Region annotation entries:

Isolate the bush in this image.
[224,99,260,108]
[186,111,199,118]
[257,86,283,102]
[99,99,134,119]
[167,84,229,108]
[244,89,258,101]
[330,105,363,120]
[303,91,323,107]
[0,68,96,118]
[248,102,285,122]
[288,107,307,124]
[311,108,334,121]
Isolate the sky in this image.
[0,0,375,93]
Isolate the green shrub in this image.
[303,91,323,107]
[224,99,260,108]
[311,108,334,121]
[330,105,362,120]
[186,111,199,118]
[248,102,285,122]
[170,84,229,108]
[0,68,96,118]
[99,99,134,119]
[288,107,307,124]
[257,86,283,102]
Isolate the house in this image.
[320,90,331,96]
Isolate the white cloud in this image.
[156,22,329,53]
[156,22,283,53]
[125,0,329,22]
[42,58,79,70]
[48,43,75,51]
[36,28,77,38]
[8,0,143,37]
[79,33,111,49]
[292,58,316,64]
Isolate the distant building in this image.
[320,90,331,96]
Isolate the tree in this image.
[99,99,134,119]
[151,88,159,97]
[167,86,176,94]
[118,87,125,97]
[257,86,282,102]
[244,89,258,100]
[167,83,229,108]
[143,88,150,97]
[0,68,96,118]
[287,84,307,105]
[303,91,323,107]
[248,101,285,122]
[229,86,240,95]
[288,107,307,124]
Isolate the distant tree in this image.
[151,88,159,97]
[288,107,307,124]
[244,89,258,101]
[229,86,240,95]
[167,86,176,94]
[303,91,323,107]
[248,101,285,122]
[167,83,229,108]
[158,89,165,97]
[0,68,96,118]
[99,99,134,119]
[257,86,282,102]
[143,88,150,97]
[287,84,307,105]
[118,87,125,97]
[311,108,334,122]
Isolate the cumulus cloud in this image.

§ WHAT THE EXERCISE ASKS
Multiply each bounding box coordinate by 2, rounding to whole numbers with halves going up, and rewrite the records from the line with "Isolate the white cloud in this image." up to and including the last line of the records. Keep the requests unchanged.

§ SOLUTION
Isolate the white cloud in this image.
[312,44,658,106]
[312,44,566,106]
[250,0,658,44]
[84,116,158,140]
[96,86,150,102]
[72,56,154,76]
[16,0,286,74]
[158,66,222,98]
[584,116,632,128]
Isolate the distant building in this image.
[640,180,662,192]
Isolate the tree in this image.
[198,198,268,238]
[302,176,318,194]
[334,172,352,188]
[236,174,250,194]
[514,172,564,204]
[488,178,516,200]
[334,166,458,216]
[286,176,300,194]
[0,136,192,236]
[574,168,614,210]
[606,182,646,214]
[496,202,570,244]
[458,172,480,190]
[576,214,614,248]
Isolate the distant tree in this image.
[302,176,318,194]
[576,214,614,248]
[488,178,516,202]
[458,172,480,190]
[334,172,352,188]
[606,182,646,214]
[496,202,570,244]
[334,166,458,216]
[316,178,330,194]
[0,136,192,236]
[198,198,268,238]
[514,172,564,204]
[286,176,300,194]
[574,168,614,210]
[236,174,250,194]
[622,216,668,244]
Isolate the cumulus cloud in this image.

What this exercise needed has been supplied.